Texte à lire
--------------------

Contreparties proposées : Souvenir surprise de Rio, session Skype, tenue dédicacée, séminaire en entreprise.

Emmanuel Biron : sprint, 26 ans, d’origine martiniquaise, 2e participation aux JO

Le Martiniquais Emmanuel Biron
10 secondes 18 : c’est le nouveau record personnel du sprinteur établi en 2015 sur le 100m. Le relais 4x100m masculin avait obtenu sa place à Rio en mai de l’année dernière, lors des 2es Relais mondiaux de l’IAAF. Le Franciscain saura courant juillet s'il fait partie de la délégation française.
Argent récolté : en cours… 5000€ demandés.
Pour quoi ?  Soins médicaux, stages préparatoires, compléments alimentaires, déplacements, accès à la salle de musculation.
Contreparties proposées : Vidéo personnalisée, équipement de l’équipe de France, séance d’entraînement, rencontre chez un particulier ou en entreprise.

Lénora Guion-Firmin : sprint, 24 ans, d’origine martiniquaise, 2e participation aux JO

La Martiniquaise Lénora Guion-Firmin
La Trinitéenne, championne de France du 200m en 2015, saura courant juillet si elle participera aux jeux. L'année dernière elle avait permis à l'équipe féminine de se qualifier lors du Challenge mondial des relais aux Bahamas. Elle a obtenu le soutien du conseil territorial de la Martinique et espère mener ce financement à bout car "cela fait 14 ans que je fais de l'athlétisme, et 14 ans que ma banque, c'est ma mère... Si je peux la soulager un peu...". C'est que pour avoir une chance d'atteindre les critères fixés par la fédération, Lénora Guion-Firmin doit multiplier les rendez-vous. "Toutes les compétitions ne sont pas agrées pour faire les minimas et du coup il faut souvent se déplacer, parfois hors de la France. Le train, l'avion et l'hôtel sont à mes frais." 
Argent récolté : en cours… 3000€ demandés. 
Pour quoi ? : Soins médicaux, déplacements, infrastructure d’entraînement, matériels d’accompagnement.
Contreparties proposées : Session Skype, dossard dédicacé, souvenir de Rio, équipement de l’équipe de France, séance d’entraînement.

Alexandra Jupiter : beach-volley, 26 ans, d’origine martiniquaise, 1ère participation aux JO

Laura Longuet et la Martiniquais Alexandra Jupiter (à droite)

--------------------

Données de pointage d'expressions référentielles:
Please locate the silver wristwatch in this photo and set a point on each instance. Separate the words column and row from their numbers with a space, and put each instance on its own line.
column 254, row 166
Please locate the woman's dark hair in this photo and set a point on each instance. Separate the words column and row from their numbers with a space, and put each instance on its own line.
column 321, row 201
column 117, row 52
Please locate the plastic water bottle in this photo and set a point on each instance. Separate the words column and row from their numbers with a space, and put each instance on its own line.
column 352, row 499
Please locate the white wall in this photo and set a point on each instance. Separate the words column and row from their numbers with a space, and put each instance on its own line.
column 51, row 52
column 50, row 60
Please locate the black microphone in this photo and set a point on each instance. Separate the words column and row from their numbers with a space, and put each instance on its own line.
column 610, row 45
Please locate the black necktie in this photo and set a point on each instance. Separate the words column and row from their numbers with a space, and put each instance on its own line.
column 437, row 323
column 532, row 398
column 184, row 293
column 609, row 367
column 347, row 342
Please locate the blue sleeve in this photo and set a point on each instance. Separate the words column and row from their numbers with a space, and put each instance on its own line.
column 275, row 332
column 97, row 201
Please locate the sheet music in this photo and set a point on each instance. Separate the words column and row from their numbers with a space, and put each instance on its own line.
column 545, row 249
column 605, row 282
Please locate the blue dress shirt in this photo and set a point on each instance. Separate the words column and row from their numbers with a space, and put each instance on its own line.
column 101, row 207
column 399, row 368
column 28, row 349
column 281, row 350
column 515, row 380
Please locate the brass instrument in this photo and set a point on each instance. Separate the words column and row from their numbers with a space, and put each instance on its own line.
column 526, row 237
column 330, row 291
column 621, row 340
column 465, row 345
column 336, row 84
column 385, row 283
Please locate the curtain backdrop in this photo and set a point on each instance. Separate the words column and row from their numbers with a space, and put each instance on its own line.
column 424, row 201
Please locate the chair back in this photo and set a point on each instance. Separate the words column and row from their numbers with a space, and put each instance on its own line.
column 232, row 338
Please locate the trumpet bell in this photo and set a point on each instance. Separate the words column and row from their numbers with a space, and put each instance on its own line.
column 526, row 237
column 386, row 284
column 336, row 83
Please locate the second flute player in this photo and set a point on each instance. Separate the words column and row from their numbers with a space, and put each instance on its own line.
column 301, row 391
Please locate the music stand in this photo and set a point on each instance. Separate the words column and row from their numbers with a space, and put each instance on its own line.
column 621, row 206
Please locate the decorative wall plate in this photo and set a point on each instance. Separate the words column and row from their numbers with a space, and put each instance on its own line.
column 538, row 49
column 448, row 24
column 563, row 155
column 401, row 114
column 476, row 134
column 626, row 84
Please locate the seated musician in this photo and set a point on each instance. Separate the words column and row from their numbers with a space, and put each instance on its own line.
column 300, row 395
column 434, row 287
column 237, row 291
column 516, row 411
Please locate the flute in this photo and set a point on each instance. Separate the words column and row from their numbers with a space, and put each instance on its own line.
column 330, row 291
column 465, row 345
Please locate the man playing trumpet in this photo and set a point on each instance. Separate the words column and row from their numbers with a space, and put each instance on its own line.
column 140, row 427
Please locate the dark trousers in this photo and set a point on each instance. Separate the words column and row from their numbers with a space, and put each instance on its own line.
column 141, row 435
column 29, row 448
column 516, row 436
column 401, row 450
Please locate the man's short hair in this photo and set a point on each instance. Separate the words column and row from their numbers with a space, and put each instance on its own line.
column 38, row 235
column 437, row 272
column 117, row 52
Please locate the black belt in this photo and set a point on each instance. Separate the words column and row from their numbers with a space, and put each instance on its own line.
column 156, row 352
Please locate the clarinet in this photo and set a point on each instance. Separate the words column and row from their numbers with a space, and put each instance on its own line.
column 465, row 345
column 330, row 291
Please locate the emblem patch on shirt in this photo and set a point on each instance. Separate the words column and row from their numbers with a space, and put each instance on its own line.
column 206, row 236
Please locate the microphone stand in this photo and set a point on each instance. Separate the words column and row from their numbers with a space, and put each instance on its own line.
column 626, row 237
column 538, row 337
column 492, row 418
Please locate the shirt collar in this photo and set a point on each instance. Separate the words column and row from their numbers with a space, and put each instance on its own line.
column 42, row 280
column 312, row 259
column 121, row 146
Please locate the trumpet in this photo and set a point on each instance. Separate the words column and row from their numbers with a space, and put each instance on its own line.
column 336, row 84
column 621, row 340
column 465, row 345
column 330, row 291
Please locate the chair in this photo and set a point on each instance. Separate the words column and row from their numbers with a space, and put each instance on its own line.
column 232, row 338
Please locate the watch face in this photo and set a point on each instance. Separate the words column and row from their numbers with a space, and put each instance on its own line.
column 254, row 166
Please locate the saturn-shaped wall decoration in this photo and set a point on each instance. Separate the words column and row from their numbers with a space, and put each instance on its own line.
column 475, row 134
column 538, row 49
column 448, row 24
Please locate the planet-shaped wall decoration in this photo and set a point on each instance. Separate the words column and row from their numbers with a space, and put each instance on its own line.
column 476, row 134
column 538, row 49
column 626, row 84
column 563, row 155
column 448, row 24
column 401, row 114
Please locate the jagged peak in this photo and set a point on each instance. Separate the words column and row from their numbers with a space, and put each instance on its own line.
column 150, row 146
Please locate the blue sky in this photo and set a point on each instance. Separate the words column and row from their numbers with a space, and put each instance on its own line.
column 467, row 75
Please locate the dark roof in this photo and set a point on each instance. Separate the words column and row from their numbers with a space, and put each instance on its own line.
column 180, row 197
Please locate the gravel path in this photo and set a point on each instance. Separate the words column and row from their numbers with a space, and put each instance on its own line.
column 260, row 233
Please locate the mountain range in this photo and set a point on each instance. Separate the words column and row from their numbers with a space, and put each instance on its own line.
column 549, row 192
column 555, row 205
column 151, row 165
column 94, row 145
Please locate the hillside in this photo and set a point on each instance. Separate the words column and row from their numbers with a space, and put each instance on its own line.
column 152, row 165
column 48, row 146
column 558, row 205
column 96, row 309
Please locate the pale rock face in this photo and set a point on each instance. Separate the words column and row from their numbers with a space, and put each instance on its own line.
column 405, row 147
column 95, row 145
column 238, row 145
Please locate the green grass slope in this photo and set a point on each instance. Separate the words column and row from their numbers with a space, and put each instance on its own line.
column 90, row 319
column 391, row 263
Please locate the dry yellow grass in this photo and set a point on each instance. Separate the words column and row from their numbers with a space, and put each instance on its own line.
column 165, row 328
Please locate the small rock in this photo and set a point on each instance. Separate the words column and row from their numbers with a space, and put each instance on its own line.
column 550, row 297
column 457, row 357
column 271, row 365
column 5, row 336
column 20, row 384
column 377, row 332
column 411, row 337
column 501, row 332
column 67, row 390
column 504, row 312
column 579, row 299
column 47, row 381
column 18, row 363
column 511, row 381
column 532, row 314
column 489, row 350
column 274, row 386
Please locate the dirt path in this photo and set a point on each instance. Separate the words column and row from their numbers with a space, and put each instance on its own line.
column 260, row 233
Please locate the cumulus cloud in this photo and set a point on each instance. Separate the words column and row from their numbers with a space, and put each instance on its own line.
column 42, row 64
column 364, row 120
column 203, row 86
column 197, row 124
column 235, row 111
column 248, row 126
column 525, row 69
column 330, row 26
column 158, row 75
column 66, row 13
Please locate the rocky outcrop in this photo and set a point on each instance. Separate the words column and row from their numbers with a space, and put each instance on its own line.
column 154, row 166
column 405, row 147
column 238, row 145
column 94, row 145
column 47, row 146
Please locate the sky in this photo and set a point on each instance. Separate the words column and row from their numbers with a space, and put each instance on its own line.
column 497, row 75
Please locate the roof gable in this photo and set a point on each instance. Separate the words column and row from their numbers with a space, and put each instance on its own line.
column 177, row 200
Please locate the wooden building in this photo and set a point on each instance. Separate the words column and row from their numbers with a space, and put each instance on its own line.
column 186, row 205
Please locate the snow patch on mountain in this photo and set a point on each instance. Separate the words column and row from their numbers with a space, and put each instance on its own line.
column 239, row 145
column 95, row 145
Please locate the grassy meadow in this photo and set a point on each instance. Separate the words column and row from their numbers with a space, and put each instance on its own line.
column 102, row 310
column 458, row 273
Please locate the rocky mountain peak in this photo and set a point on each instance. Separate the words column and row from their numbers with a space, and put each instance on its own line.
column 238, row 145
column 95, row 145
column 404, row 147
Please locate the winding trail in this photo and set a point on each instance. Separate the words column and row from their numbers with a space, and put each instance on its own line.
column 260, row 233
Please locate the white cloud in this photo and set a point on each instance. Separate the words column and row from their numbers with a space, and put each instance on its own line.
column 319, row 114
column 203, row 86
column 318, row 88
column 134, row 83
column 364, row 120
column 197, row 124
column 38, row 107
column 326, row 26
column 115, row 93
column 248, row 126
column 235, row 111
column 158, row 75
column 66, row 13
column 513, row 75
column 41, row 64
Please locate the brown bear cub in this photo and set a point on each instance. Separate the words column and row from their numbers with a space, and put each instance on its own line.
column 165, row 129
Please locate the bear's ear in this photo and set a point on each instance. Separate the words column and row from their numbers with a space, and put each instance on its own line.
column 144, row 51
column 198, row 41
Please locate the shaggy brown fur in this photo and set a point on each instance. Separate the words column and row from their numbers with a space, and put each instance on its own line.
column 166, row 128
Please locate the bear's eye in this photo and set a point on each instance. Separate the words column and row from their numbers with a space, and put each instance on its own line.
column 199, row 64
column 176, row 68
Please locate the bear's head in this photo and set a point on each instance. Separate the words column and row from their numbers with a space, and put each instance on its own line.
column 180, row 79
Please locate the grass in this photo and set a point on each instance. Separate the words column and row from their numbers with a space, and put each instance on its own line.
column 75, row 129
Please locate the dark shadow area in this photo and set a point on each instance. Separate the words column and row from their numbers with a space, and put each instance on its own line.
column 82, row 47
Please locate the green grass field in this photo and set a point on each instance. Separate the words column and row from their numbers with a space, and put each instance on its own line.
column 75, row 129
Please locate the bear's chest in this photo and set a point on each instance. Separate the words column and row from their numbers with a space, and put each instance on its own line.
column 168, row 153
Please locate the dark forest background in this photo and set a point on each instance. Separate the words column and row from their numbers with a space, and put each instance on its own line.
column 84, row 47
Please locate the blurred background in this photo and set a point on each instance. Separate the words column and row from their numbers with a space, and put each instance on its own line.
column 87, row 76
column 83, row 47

--------------------

Consigne A
Dites si chacune de ces affirmations s'accorde avec le texte sur les athlètes martiniquais, en répondant par oui ou par non et en citant les mots décisifs du texte : (i) Emmanuel Biron a établi en 2015 son record personnel sur 100 m ; (ii) Lénora Guion-Firmin demande 5000 € ; (iii) Alexandra Jupiter participe aux JO pour la deuxième fois.
Consigne B
Extrayez du texte sur les athlètes martiniquais la partie qui commence par les mots contenant « Alexandra Jupiter : beach-volley, 26 » et se termine par « Jupiter (à droite) ».
Les données ne jouent aucun rôle dans ce travail.

Réponse rédigée A
(i) Oui : « 10 secondes 18 : c’est le nouveau record personnel du sprinteur établi en 2015 sur le 100m ».
(ii) Non : « 3000€ demandés ».
(iii) Non : « 1ère participation aux JO ».

Réponse rédigée B
Alexandra Jupiter : beach-volley, 26 ans, d’origine martiniquaise, 1ère participation aux JO

Laura Longuet et la Martiniquais Alexandra Jupiter (à droite)